--- Information Enclosed Below ---
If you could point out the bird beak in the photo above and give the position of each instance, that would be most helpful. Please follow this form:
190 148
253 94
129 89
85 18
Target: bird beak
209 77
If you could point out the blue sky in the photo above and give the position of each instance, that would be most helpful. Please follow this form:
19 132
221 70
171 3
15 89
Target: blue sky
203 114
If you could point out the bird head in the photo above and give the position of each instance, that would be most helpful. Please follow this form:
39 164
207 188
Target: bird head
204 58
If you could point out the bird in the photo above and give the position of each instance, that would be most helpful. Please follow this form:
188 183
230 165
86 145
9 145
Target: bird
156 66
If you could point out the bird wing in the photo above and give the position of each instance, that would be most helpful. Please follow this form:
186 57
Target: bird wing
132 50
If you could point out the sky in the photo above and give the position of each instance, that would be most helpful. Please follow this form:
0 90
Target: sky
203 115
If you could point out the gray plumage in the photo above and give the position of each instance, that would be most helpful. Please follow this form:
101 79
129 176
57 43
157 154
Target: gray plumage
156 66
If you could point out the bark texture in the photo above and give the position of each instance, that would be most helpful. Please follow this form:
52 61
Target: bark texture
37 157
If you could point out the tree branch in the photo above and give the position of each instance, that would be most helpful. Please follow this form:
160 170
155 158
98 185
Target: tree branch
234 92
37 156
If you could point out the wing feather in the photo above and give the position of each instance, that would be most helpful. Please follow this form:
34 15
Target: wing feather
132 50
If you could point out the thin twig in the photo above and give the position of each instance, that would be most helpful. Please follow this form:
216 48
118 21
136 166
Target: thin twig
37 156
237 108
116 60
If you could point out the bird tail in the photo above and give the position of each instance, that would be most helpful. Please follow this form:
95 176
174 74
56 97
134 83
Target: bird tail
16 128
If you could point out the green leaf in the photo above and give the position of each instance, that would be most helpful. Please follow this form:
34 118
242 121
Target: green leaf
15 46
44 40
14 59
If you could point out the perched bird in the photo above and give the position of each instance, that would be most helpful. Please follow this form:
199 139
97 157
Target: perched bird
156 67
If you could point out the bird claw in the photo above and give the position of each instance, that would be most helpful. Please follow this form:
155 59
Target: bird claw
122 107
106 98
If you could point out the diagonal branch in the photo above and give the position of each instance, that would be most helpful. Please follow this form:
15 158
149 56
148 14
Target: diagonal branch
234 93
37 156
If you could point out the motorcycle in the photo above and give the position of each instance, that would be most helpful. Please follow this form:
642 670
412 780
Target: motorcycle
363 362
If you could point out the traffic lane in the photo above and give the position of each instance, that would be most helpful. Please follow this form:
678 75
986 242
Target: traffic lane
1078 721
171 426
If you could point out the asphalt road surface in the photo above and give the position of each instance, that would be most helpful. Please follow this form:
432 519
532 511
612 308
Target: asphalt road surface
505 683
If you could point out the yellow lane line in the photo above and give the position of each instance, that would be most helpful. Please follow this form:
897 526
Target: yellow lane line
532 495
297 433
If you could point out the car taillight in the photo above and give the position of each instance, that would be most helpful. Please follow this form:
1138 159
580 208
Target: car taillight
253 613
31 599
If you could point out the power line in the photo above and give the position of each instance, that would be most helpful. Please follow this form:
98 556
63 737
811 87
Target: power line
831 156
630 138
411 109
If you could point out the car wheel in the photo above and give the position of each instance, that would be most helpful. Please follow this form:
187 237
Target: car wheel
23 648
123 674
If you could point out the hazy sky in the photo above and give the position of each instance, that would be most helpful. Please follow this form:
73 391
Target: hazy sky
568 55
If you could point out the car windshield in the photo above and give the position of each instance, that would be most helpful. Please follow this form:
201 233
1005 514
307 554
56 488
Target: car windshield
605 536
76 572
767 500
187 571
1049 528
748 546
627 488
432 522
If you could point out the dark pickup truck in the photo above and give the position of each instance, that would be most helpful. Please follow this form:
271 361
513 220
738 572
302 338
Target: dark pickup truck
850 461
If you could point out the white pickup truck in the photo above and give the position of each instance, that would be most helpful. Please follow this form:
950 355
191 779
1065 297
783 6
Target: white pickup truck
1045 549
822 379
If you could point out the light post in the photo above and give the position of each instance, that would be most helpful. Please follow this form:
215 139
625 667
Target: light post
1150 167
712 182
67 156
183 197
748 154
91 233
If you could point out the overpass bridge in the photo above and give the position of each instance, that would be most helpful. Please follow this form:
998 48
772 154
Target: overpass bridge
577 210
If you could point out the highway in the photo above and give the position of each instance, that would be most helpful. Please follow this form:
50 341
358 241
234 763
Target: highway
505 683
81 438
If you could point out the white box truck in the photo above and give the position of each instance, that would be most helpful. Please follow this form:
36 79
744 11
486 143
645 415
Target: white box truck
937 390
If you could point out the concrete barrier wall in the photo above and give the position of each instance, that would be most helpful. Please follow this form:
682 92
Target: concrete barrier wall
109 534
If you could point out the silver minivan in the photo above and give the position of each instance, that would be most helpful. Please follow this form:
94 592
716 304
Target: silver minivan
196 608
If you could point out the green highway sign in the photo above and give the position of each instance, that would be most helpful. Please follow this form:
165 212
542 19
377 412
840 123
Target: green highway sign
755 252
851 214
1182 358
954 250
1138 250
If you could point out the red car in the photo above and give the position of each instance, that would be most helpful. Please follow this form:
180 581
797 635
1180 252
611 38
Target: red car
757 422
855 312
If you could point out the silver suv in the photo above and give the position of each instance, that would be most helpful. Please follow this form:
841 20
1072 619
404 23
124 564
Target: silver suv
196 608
--- End of Enclosed Information ---
What you have to do → The required output is all of the material, word for word.

Answer box →
If you could point out the bird beak in the photo above and give the position of each instance, that would be most helpful. Please follow this form:
190 148
253 94
129 89
85 18
Target: bird beak
209 77
If you could point out the blue sky in the photo above and give the position of each instance, that would be most helpful. Please follow this form:
19 132
221 70
171 3
15 89
Target: blue sky
203 114
If you could point out the bird head in the photo above and give the position of each instance, that would be most helpful. Please follow this form:
39 164
207 188
Target: bird head
204 58
If you could point out the bird in the photo above and give the position of each instance, that would be most helpful. Please follow this form:
188 183
230 165
86 145
9 145
Target: bird
156 66
If you could point out the bird wing in the photo above and give the position of each instance, that would be most helpful. Please follow this form:
186 57
Target: bird wing
132 50
If you could point out the sky in the photo above and give the position of each instance, that would be most helpful. Please follow this form:
0 90
Target: sky
203 115
If you could point out the gray plumage in the photo above and give the position of each instance, that would be most helpful. Please follow this form:
101 79
129 176
57 43
157 154
Target: gray plumage
156 66
If you could point out the bark texture in the photo above and give the position of each instance, that would be most helpful. Please follow this form:
52 61
Target: bark texture
37 157
If you could point out the tree branch in the photo above and give the position of each instance, that would be most helpful. Please follow this form:
160 170
155 158
98 185
Target: tree branch
234 92
37 156
If you could point out the wing feather in the photo above and give the position of each instance, that would be most helpful. Please follow this form:
34 15
Target: wing feather
132 50
If you could point out the thin twig in the photo above and give the position of each instance, that would be most helpful. Please follow this form:
216 48
118 21
136 166
Target: thin twig
37 156
237 108
116 60
If you could point out the bird tail in the photo above and give the position of each instance, that would be most helpful. Please follow this form:
95 176
174 74
56 97
134 83
Target: bird tail
16 128
If you could point out the green leaf in the photo above and give the position of each instance, that would be most helpful. Please follow this form:
34 118
242 121
Target: green leaf
15 46
44 40
14 59
If you could point out the perched bird in the photo above and give the position of each instance, that would be most helpful. Please follow this form:
199 139
97 157
Target: perched bird
156 67
If you could point out the bird claw in the photo above and give the position of each instance, that would be most helpful. Please follow this form:
155 59
Target: bird claw
122 107
106 98
If you could point out the diagonal branch in the photo above and give the position of each instance, that would be most helpful. Please follow this form:
15 158
149 56
148 14
Target: diagonal branch
234 93
37 156
If you could point out the motorcycle in the photo above and give the position of each instance, that would be most helpful. Please follow this form:
642 670
412 780
Target: motorcycle
363 362
If you could point out the traffic lane in the photo above and give the position of each instance, that would be most helpful. Please follow this form:
678 75
986 242
Target: traffic lane
1078 721
171 426
If you could point out the asphalt road surface in the photo above and give the position of each instance, that would be most helpful. Please follow this form:
432 519
532 511
612 308
Target: asphalt road surface
505 683
If you could point out the yellow lane line in the photo above and give the position of each instance, that would be most helpful. Please follow this form:
897 526
Target: yellow lane line
532 495
297 433
If you could point out the car taillight in the photo above and give the position of each instance, that would be most helpful. Please follow this form:
1138 159
580 208
Target: car taillight
253 613
31 599
If you could point out the power line in the photo above and give the position of each instance, that would be most helpful. Please follow this form:
98 556
63 737
811 87
Target: power line
831 156
630 138
411 109
If you could point out the car wheel in the photo above and give the position of each instance, that would be most helpful. Please follow this form:
187 237
Target: car wheel
23 648
123 674
If you could point out the hazy sky in the photo above and give the position of each instance, that would be most helpful. Please follow this form:
73 391
Target: hazy sky
568 55
If you could point out the car windshield in the photo above and give the position of each instance, that would be most helpful. Please follow this form:
201 233
1005 514
307 554
56 488
Target: car windshield
605 536
76 572
767 500
187 571
1049 528
748 546
627 488
432 522
If you could point out the dark pickup truck in the photo above and give the position of each instance, that would be most helpful. Please follow this form:
271 361
513 220
738 572
302 338
Target: dark pickup truck
850 461
If you could point out the white pickup truck in the photo above and give the position of each instance, that would be most helpful. Please follow this form:
950 355
191 779
1065 297
783 6
Target: white pickup truck
1045 549
822 379
If you could point out the light post in the photo above and give the position of each instance, that would be most helpful. Please follow this form:
215 139
625 667
Target: light post
1150 167
712 182
67 156
183 197
748 154
91 233
If you could point out the overpass bridge in the photo above and give the position of each instance, that would be most helpful. Please follow this form:
998 48
772 154
Target: overpass bridge
577 210
If you could point out the highway in the photo above and give the position of each instance, that would be most helpful. Please follow this form:
50 341
358 241
234 763
Target: highway
505 683
81 438
If you could point out the white box truck in the photo above and give the position of each instance, that would be most helpful. Please follow this form:
36 79
744 11
486 143
645 415
Target: white box truck
937 390
If you could point out the concrete barrier wall in the photo above and give the position of each instance, that would be most helpful. Please follow this form:
682 92
Target: concrete barrier wall
109 534
If you could point out the silver minivan in the photo above and give the position of each instance, that would be most helpful. Please follow this form:
94 592
716 304
Target: silver minivan
196 608
If you could point out the green highway sign in the photo above and give the position of each instance, that would be most helpful. Please follow this form:
165 212
542 19
377 412
840 123
Target: green highway sign
755 252
851 214
1182 358
954 250
1138 250
If you could point out the red car in the photo above and give the position of each instance, that would be most helpful. Please follow this form:
180 581
797 635
1180 252
611 38
Target: red car
757 422
855 312
If you could point out the silver suv in the photo above and give the position of each instance, that would be most helpful. Please follow this form:
841 20
1072 619
404 23
124 564
Target: silver suv
196 608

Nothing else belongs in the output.